> **Problem requirements**
Retype, word for word, the lines of the material below from the one containing "Task: put a single marker on each instance of the brass" through the one containing "[(10, 187)]", including both of those lines.

Items stored from a collection

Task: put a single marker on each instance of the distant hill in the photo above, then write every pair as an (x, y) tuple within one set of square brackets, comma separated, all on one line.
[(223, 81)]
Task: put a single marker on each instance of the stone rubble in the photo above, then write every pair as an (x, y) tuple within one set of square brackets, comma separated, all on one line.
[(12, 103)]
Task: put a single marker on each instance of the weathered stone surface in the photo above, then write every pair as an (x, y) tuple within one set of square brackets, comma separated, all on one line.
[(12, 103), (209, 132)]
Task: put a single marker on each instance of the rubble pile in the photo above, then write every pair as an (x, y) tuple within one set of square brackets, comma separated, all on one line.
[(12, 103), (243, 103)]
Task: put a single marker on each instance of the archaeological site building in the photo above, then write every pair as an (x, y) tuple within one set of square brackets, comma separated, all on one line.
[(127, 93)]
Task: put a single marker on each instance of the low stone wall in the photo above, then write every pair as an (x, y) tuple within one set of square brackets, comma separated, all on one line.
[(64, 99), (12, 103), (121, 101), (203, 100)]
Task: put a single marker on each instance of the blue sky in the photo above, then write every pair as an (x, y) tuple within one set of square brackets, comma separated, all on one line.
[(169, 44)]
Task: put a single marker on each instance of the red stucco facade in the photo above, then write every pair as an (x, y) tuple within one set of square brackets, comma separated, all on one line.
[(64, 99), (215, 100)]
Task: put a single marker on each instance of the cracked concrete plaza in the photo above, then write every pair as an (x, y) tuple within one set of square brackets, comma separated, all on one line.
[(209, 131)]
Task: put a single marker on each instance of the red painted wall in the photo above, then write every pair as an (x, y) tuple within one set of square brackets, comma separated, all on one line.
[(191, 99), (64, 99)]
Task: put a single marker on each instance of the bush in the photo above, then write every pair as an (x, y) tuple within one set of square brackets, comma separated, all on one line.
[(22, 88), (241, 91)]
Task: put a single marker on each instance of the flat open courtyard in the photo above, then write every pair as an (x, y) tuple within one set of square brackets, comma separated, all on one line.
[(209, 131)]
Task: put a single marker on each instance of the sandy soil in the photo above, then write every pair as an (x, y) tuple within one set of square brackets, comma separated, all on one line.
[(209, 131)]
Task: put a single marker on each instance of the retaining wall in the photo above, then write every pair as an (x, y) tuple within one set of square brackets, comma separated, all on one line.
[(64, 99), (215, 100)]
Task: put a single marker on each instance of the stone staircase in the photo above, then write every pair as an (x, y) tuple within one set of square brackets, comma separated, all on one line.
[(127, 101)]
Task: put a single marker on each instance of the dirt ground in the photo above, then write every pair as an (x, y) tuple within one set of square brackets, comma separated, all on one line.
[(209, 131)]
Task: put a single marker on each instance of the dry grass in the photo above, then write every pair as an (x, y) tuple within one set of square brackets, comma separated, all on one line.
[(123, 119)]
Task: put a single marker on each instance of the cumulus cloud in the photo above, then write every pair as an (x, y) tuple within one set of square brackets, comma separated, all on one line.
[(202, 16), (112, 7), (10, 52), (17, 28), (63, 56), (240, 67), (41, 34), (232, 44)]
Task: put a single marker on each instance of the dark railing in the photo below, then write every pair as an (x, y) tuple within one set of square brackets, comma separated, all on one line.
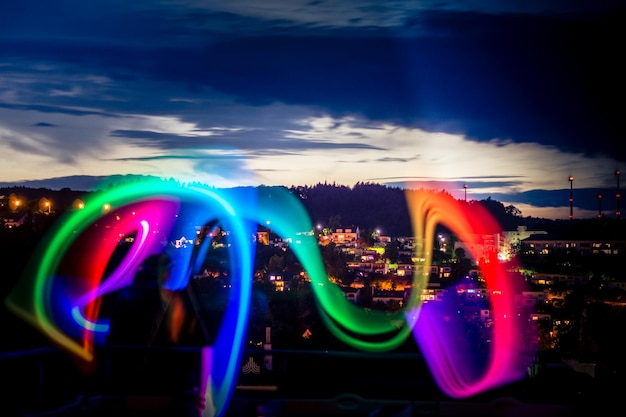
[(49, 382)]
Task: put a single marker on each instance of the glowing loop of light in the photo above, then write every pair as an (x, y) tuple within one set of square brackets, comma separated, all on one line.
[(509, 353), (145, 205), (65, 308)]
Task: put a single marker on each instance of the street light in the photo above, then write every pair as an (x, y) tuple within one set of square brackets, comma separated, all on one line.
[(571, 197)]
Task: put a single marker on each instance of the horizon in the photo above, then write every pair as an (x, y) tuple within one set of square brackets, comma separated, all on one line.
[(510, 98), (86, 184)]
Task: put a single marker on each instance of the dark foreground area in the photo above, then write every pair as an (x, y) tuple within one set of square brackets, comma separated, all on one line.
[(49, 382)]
...
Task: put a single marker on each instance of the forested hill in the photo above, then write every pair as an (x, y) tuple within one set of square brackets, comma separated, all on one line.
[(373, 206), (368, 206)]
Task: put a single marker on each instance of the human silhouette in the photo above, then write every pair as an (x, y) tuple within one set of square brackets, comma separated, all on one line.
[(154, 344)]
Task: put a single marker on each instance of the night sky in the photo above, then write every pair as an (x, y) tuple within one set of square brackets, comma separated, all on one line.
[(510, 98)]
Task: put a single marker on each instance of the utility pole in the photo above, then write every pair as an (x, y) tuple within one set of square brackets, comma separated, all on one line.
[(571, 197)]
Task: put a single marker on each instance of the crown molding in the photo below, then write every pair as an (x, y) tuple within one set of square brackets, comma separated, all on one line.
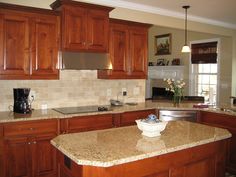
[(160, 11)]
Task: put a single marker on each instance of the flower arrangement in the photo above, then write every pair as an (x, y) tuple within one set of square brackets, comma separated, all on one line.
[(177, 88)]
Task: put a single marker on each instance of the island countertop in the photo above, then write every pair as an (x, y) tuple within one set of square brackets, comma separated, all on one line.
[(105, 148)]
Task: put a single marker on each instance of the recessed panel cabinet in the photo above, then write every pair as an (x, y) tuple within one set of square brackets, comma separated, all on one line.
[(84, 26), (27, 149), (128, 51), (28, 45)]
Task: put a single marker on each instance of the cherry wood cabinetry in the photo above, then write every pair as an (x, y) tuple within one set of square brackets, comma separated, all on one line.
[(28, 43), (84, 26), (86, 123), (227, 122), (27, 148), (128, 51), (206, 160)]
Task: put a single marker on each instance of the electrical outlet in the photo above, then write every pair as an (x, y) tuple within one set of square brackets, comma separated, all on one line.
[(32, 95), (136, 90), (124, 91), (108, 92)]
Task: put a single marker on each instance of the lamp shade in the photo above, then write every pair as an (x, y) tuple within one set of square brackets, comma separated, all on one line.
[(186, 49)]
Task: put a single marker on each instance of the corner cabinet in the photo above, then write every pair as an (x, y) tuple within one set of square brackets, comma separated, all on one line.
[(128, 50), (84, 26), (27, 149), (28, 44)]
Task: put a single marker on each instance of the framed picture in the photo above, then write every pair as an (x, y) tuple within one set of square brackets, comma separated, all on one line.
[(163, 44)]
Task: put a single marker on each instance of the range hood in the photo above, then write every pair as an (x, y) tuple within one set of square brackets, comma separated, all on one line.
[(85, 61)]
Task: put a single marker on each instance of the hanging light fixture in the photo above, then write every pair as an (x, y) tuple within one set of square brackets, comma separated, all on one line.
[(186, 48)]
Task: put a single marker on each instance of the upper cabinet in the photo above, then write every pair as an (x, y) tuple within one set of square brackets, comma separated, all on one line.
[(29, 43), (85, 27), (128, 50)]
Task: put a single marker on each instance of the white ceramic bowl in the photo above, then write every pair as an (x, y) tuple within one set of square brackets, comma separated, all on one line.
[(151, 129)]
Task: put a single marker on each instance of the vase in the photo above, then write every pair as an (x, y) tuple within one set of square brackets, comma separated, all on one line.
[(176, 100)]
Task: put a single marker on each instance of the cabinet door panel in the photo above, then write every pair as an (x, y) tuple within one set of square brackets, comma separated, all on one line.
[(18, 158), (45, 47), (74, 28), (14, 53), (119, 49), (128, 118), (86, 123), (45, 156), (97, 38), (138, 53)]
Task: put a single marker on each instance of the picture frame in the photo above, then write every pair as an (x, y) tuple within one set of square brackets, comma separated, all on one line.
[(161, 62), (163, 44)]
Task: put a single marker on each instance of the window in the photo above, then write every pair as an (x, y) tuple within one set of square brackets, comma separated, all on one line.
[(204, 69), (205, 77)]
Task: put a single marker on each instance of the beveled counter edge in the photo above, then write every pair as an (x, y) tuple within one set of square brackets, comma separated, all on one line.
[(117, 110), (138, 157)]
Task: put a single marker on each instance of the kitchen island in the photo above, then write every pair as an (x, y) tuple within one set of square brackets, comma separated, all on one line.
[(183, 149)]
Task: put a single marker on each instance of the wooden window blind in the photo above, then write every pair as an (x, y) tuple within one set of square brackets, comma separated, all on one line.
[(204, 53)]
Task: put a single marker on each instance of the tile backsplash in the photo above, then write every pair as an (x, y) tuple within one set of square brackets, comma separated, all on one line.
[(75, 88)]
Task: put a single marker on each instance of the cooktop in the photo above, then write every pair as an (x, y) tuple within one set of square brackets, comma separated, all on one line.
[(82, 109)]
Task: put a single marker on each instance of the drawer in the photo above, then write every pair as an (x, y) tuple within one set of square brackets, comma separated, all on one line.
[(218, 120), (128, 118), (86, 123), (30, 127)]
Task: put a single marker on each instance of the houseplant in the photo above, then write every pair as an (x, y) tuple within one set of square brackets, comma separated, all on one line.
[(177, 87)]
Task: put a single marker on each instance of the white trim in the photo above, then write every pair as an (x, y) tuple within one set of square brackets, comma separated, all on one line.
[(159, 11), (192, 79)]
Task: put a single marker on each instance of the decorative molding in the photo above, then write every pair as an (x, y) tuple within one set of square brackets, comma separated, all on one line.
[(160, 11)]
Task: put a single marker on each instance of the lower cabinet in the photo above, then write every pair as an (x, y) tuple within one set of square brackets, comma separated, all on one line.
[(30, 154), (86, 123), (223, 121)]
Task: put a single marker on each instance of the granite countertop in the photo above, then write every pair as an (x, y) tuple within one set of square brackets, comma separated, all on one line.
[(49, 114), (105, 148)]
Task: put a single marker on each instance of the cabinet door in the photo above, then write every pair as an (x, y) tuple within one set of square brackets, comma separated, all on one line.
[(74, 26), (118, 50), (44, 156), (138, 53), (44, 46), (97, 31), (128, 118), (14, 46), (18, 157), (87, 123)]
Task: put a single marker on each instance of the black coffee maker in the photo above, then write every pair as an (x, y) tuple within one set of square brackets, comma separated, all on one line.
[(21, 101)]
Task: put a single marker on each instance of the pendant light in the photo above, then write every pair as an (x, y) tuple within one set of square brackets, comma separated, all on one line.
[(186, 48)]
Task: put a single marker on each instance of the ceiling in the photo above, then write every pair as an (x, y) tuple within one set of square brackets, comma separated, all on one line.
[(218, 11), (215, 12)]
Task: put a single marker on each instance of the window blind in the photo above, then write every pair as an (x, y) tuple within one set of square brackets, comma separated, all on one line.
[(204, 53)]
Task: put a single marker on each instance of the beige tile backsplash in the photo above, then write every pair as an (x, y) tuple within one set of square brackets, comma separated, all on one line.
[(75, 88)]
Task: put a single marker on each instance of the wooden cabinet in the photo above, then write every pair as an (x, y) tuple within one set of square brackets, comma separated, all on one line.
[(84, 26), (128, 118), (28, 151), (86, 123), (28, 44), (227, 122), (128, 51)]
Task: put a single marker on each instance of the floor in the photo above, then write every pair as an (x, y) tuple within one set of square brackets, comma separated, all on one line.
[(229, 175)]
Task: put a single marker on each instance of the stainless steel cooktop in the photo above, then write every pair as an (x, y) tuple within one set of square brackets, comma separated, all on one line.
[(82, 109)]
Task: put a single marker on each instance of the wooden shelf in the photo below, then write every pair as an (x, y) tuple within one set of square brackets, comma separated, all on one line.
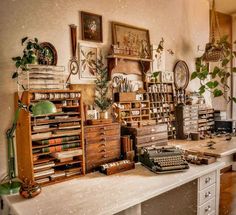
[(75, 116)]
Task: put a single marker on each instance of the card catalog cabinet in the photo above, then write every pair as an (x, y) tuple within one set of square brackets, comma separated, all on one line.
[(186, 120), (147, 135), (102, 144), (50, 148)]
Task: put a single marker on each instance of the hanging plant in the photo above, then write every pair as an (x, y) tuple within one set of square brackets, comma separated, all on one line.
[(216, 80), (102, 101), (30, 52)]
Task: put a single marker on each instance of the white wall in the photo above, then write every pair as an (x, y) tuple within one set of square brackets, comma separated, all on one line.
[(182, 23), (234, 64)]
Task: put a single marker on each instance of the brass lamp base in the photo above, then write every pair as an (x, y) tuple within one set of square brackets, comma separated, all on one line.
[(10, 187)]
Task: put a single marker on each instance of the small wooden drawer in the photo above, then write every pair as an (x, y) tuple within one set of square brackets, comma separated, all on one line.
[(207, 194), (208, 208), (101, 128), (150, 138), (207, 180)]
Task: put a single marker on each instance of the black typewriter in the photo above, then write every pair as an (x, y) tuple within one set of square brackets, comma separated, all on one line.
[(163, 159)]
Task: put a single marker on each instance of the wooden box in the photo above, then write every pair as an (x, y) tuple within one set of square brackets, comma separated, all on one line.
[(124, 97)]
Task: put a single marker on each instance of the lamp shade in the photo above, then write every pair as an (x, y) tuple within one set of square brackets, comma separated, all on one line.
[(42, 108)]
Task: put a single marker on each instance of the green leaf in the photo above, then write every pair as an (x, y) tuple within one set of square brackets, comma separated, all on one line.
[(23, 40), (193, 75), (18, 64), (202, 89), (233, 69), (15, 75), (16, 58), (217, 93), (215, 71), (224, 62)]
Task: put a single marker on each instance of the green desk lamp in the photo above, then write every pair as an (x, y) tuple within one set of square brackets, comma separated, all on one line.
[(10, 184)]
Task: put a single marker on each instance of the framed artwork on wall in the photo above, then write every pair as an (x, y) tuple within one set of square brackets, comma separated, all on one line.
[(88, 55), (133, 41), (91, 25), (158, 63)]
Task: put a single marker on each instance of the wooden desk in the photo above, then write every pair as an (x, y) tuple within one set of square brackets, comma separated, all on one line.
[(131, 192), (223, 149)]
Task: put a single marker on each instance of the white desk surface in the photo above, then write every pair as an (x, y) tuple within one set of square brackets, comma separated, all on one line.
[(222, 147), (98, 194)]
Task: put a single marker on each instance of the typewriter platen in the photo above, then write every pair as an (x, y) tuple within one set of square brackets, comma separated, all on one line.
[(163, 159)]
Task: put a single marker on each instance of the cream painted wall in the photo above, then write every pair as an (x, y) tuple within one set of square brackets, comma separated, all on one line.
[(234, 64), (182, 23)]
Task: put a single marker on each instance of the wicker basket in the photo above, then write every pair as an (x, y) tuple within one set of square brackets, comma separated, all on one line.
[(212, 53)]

> **Expected answer**
Task: put a single marker on each instance of the brass lamp base in the photo above, then write every pair as an (x, y) tuple within one set of square brackets, comma separated, all on one line.
[(10, 187)]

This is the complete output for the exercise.